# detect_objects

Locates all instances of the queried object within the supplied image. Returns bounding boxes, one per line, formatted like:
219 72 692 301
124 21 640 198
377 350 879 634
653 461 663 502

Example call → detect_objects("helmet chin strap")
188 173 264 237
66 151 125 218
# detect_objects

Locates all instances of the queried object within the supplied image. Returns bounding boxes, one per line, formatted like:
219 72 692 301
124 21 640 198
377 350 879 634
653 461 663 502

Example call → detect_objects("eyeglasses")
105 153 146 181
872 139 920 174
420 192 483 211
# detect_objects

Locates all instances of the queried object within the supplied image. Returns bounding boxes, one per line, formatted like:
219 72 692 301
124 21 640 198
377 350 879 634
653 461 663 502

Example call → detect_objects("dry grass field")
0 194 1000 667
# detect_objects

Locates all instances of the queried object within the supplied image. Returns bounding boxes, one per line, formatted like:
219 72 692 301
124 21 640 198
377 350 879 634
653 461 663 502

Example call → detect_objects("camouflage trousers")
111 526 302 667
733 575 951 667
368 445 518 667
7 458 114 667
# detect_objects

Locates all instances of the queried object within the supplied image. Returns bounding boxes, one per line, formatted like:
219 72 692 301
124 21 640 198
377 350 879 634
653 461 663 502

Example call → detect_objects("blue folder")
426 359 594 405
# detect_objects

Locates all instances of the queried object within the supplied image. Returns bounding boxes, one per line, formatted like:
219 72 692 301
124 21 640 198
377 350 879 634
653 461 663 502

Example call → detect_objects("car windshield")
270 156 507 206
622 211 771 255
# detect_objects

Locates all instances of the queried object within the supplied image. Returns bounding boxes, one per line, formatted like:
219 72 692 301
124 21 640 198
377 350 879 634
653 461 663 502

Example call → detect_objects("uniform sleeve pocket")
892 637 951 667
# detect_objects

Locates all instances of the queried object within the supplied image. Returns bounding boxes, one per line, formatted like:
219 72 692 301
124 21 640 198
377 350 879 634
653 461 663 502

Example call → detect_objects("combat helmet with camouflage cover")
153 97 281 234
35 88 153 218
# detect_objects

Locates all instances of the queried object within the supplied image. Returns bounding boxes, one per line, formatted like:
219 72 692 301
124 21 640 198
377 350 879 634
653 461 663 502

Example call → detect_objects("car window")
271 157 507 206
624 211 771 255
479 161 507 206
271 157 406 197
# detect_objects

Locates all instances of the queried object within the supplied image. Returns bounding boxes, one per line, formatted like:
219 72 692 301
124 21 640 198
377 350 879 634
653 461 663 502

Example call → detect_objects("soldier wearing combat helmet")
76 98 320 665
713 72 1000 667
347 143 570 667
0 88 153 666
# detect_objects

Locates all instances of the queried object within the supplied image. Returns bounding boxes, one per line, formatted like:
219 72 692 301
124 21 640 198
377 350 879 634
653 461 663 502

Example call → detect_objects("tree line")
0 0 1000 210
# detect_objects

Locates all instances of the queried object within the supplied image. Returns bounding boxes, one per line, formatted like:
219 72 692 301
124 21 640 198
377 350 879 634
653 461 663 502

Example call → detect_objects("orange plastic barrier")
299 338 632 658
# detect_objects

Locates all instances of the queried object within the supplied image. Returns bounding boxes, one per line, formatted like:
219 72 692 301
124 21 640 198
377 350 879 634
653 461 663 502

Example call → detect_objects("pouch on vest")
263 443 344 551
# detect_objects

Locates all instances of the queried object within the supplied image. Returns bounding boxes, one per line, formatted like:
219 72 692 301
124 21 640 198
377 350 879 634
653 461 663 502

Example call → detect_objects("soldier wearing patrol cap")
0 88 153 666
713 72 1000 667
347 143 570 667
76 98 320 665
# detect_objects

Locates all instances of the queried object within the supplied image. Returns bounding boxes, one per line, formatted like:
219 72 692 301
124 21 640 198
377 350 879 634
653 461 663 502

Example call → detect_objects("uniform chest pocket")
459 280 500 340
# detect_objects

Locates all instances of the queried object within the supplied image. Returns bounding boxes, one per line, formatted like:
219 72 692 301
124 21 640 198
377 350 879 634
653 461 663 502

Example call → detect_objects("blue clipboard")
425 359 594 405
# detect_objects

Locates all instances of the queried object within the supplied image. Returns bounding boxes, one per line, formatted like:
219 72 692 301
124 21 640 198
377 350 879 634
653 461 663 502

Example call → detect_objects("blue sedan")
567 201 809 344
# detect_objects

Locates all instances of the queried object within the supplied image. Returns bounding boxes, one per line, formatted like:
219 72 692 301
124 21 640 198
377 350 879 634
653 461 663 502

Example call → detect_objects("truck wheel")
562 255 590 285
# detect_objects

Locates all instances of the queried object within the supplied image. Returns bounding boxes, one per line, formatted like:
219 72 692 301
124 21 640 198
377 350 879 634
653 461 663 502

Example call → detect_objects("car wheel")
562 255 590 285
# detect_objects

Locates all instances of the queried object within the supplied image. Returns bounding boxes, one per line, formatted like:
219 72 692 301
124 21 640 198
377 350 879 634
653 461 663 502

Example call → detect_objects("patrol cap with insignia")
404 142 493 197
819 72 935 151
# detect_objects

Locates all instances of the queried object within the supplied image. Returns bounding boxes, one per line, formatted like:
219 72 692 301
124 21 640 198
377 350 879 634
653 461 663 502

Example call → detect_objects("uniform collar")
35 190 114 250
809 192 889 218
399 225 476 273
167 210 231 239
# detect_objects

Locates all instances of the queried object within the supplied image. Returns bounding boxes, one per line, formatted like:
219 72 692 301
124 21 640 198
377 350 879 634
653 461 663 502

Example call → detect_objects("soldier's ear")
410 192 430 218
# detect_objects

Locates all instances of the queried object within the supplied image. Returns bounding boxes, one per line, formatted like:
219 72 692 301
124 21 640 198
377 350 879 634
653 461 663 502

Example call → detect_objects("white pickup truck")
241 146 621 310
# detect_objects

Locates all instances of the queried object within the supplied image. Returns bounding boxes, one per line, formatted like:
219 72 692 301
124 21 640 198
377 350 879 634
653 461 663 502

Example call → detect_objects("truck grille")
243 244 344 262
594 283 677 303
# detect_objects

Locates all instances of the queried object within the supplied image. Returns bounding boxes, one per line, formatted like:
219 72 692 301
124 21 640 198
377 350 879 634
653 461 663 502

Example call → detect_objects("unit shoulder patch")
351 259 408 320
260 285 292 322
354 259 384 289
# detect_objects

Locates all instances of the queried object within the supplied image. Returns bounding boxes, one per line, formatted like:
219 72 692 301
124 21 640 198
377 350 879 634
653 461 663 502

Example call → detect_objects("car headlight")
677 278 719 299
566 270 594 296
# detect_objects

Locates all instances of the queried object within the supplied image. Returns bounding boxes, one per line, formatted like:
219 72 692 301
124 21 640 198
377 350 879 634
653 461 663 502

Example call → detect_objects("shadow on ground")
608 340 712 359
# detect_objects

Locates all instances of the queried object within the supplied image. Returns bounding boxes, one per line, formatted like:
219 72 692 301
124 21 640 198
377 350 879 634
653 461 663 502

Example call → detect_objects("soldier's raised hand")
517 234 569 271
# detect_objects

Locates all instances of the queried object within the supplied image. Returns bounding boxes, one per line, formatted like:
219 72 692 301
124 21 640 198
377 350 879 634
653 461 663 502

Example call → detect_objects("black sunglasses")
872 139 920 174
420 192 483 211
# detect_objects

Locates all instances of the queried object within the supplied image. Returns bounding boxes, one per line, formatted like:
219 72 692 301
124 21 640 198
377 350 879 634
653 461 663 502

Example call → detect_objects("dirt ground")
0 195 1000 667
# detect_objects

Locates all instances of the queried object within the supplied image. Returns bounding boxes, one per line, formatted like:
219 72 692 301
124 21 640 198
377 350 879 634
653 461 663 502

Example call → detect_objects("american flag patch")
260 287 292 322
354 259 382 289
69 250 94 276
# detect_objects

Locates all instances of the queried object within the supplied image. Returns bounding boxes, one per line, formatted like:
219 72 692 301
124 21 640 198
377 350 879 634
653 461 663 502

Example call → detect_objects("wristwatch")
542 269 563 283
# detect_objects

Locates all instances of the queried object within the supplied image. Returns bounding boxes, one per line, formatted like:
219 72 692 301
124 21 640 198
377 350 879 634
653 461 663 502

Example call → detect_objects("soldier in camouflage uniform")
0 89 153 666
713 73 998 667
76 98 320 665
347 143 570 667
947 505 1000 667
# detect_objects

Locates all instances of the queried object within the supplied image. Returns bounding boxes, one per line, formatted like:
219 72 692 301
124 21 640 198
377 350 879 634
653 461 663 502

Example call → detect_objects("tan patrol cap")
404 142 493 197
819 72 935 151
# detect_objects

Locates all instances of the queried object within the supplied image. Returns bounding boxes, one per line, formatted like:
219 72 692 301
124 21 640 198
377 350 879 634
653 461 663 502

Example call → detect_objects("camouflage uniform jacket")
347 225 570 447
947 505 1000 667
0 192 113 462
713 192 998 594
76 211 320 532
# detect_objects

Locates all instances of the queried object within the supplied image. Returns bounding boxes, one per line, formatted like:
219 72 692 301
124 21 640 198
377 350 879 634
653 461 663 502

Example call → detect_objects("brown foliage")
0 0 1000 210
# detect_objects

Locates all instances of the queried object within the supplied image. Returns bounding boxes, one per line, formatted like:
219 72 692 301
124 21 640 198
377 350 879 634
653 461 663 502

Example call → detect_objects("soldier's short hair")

####################

Goal
List every line in the items that contains the word "pocket".

Exercise answer
Example call → detect_objects("uniform sleeve pocket")
Example call → detect_objects("uniform chest pocket")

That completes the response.